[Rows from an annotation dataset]
* start *

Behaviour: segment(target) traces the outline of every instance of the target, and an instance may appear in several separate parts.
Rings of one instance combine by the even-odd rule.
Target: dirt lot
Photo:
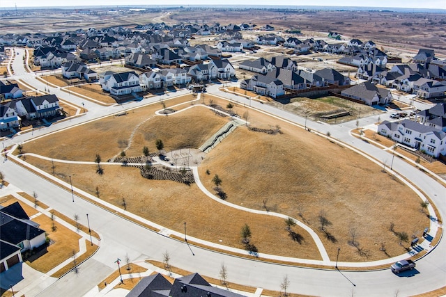
[[[174,102],[186,99],[167,101],[166,104],[169,108]],[[208,95],[206,101],[210,99]],[[212,99],[222,106],[227,104],[226,101]],[[175,109],[187,106],[190,104]],[[106,160],[127,145],[125,141],[129,140],[132,127],[160,108],[156,104],[125,116],[73,128],[64,132],[63,143],[57,134],[32,141],[24,144],[24,150],[55,159],[91,161],[95,153],[100,152],[102,160]],[[236,106],[234,111],[243,114],[245,109]],[[158,138],[164,142],[167,151],[185,144],[198,146],[212,135],[214,128],[208,132],[202,130],[209,129],[213,122],[217,124],[213,126],[217,129],[222,119],[213,113],[208,115],[205,113],[200,115],[199,121],[194,121],[190,116],[197,112],[194,109],[192,113],[179,113],[148,120],[138,129],[127,155],[141,155],[144,145],[151,152],[155,151],[154,139]],[[252,132],[244,127],[238,128],[207,155],[200,166],[200,177],[210,191],[214,187],[212,177],[218,174],[229,202],[258,209],[264,209],[266,205],[272,211],[300,218],[321,236],[332,259],[336,257],[335,248],[341,247],[344,252],[339,261],[385,257],[378,250],[381,243],[385,243],[390,255],[399,255],[404,249],[398,244],[395,235],[388,231],[391,221],[397,222],[397,231],[404,231],[409,235],[419,233],[422,229],[420,226],[428,223],[426,216],[419,211],[420,199],[401,182],[381,172],[380,166],[324,138],[263,114],[250,111],[249,120],[252,126],[262,129],[279,125],[284,134],[272,136]],[[83,139],[84,136],[92,134],[97,136],[94,141]],[[181,138],[178,137],[180,135]],[[79,143],[84,145],[79,147]],[[52,171],[51,162],[31,157],[27,161],[47,172]],[[190,222],[191,236],[213,242],[222,240],[223,244],[241,247],[238,234],[241,226],[248,223],[253,233],[252,243],[261,252],[312,259],[318,257],[314,248],[308,248],[314,243],[299,228],[295,227],[295,232],[302,234],[305,241],[302,245],[290,244],[292,241],[284,230],[283,220],[224,207],[205,197],[195,185],[189,187],[173,182],[147,180],[137,169],[116,166],[104,166],[105,174],[99,177],[95,168],[93,165],[57,163],[55,171],[64,180],[71,174],[73,184],[92,195],[95,195],[95,187],[98,186],[101,198],[116,205],[121,206],[122,198],[125,197],[127,207],[131,211],[179,232],[186,220]],[[210,170],[210,175],[206,173],[206,170]],[[379,189],[376,184],[380,185]],[[332,200],[334,197],[335,200]],[[401,202],[412,212],[410,219],[407,216],[394,218]],[[190,209],[188,214],[181,211],[185,207]],[[194,214],[191,215],[190,211]],[[319,230],[318,217],[321,215],[332,224],[327,227],[333,236],[331,241]],[[233,223],[230,225],[225,223],[228,218]],[[348,244],[353,230],[361,246],[368,251],[367,257],[360,256]]]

* end *

◆ **What you will do**
Find each line in the rows above that contains the string "instance", matching case exactly, and copy every such line in full.

◆ **Answer in full**
Behaviour: segment(target) traces the outline of every instance of the target, and an instance may appear in several separate parts.
Rings of one instance combine by the even-odd rule.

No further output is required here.